Passage to read
· · · ·

JAMES WILEY, sale and livery stable, was born in England, August 6, 1819. Son of John and Elizabeth Wiley. When only twelve years of age, he came to America, and for about forty years lived in Newark, Ohio. He carried on a feed, sale and livery stable in that place, served as Constable seven years, Justice of the Peace three years and Provost eighteen months, during the early part of the war. He came direct from Newark to Kansas, in the spring of 1869. Farmed in Clifton Township four years, and has since been engaged in the livery business. He has served three years as Police Judge, and about seven years as Justice of the Peace, and is serving in both capacities at the present writing. He was married in Newark, Ohio, in 1839, to Alvira Riley, by whom he had four children, three of whom are living -- Jones R., in Kansas, John and Mrs. Emma Lyman, in Cincinnati. After the death of his first wife he was married a second time in Newark to Sarah A. Holden, by whom he had six children, four of whom are living -- Dr. F. M. Wiley, Mrs. Annetta J. Allen, Herbert J. Wiley and Mrs. Jessie Christman. His second wife died in 1874, and he was married again at Humboldt, Kansas, to Mrs. N. J. Clem, an estimable widow lady, daughter of Thomas and Caroline Brinkley. This union has been blessed with four children -- Paul, Walter T., Bertha and Mary. Mrs. Wiley has two children by her first husband -- Dekalb and Oscar Clem. Mr. Wiley is a man of good judgment and fine principles, a reliable business man and a conscientious official.

· · · ·

Data shown
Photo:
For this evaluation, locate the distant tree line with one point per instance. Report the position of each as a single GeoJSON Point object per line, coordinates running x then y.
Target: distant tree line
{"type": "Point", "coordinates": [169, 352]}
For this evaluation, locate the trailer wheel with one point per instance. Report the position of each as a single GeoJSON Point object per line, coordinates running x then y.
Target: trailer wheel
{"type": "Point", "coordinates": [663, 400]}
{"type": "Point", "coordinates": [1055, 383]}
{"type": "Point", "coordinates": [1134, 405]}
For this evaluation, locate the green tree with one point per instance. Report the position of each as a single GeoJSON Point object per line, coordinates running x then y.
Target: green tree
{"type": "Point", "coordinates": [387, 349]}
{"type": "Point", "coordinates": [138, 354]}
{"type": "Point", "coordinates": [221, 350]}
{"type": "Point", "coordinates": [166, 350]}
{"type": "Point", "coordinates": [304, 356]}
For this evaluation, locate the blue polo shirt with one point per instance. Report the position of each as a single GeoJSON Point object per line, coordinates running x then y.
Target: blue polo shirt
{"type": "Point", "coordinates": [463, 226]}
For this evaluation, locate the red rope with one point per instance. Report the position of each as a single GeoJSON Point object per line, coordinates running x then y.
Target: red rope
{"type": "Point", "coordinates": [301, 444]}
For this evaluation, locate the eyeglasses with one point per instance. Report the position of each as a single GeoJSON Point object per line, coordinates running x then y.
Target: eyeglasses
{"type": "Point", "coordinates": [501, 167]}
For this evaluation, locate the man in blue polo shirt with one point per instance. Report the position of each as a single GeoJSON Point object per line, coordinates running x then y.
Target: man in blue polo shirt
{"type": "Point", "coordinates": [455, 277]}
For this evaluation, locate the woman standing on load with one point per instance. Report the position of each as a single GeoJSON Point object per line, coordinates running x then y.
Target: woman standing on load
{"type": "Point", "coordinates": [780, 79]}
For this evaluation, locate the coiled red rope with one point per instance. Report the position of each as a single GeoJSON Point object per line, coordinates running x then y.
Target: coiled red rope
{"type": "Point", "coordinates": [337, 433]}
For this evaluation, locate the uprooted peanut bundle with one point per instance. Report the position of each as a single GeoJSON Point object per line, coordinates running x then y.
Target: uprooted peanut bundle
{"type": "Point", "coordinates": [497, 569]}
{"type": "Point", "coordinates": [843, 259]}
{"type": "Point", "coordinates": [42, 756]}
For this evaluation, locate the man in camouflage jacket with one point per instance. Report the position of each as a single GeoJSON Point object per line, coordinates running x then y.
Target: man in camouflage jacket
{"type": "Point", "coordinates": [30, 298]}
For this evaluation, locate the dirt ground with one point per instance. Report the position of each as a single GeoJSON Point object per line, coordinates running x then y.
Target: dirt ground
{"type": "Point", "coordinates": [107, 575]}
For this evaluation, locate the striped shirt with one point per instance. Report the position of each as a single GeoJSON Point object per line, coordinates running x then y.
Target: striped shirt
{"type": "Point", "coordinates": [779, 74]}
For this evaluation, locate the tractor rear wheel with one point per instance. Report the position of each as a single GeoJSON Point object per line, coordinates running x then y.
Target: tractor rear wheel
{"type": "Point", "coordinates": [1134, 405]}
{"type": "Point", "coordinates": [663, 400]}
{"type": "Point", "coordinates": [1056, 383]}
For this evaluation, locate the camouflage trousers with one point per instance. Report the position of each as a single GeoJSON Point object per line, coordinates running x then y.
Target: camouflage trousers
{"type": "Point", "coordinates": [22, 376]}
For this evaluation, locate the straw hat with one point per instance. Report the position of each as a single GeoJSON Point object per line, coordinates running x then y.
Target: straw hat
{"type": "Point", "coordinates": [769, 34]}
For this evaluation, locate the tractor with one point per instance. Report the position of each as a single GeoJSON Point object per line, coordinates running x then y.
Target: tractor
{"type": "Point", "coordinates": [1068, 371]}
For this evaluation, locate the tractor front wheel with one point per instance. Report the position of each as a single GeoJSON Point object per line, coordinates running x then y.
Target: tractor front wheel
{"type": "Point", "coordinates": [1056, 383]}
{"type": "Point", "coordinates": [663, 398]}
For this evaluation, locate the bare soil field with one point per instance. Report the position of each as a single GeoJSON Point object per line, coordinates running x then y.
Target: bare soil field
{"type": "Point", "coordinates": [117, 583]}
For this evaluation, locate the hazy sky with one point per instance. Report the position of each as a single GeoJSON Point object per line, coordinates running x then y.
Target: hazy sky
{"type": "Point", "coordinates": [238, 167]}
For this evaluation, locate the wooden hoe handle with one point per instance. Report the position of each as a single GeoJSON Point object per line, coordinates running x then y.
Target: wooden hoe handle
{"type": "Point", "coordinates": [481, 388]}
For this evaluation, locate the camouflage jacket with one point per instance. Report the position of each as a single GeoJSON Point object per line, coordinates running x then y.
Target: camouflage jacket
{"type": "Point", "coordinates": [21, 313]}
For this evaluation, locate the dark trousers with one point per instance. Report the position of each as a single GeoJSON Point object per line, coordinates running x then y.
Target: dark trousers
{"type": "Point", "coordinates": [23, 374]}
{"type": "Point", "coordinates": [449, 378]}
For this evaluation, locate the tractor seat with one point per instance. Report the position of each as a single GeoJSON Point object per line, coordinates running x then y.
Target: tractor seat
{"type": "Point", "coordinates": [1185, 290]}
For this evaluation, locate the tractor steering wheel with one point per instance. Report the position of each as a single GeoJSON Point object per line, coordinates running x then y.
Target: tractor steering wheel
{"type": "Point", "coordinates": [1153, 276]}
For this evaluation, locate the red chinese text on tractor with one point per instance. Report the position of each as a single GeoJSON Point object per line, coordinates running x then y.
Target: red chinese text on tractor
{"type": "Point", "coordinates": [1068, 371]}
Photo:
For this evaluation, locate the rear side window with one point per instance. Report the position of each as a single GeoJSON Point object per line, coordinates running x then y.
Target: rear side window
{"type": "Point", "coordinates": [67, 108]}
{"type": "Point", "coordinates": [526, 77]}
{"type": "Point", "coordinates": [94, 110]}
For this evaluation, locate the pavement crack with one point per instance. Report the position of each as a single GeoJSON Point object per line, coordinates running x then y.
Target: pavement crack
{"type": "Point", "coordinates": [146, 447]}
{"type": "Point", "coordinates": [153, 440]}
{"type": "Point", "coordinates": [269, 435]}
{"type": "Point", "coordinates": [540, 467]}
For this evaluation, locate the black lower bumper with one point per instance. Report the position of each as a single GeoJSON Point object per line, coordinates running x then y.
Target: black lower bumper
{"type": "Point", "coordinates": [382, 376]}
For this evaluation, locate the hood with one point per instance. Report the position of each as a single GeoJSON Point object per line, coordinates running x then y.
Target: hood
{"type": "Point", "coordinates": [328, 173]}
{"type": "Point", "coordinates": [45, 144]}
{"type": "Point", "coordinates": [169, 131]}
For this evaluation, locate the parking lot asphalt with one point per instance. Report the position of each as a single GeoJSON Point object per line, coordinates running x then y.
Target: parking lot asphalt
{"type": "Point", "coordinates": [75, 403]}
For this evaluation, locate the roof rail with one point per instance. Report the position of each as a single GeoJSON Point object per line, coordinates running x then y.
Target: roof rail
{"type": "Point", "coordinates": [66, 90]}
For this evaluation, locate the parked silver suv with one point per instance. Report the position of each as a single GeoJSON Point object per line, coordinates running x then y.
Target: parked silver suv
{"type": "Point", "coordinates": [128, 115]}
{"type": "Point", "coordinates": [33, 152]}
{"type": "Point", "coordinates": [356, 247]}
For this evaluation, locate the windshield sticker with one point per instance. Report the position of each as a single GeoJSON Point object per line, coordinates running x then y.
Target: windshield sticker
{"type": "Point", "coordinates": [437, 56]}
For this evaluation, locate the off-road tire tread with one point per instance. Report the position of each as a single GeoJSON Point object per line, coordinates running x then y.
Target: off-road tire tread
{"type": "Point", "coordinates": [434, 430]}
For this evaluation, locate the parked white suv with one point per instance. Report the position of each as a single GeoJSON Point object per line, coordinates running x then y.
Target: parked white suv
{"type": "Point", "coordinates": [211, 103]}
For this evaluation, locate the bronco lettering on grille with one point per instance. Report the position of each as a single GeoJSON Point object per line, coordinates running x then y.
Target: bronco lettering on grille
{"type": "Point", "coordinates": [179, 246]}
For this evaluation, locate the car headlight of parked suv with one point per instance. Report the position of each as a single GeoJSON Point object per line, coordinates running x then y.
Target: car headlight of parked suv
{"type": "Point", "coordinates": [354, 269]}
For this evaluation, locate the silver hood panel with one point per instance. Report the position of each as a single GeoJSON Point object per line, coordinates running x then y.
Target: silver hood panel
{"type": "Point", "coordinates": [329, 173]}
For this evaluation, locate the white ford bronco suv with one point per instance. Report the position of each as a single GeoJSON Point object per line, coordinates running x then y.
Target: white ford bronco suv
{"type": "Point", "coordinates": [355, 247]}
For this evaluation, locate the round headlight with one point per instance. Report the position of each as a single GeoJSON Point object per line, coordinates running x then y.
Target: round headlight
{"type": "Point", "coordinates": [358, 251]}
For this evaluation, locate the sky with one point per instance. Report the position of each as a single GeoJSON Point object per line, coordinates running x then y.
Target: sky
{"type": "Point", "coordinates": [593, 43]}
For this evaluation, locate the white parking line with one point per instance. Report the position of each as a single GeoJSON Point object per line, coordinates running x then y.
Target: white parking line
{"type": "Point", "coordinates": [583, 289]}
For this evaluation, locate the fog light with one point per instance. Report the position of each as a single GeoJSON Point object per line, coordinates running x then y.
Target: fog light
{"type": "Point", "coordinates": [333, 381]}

· · · ·

What the task requires
List the four children that the biographical sketch of James Wiley says were born to his marriage with Mrs. N. J. Clem.

Task output
Paul, Walter T., Bertha and Mary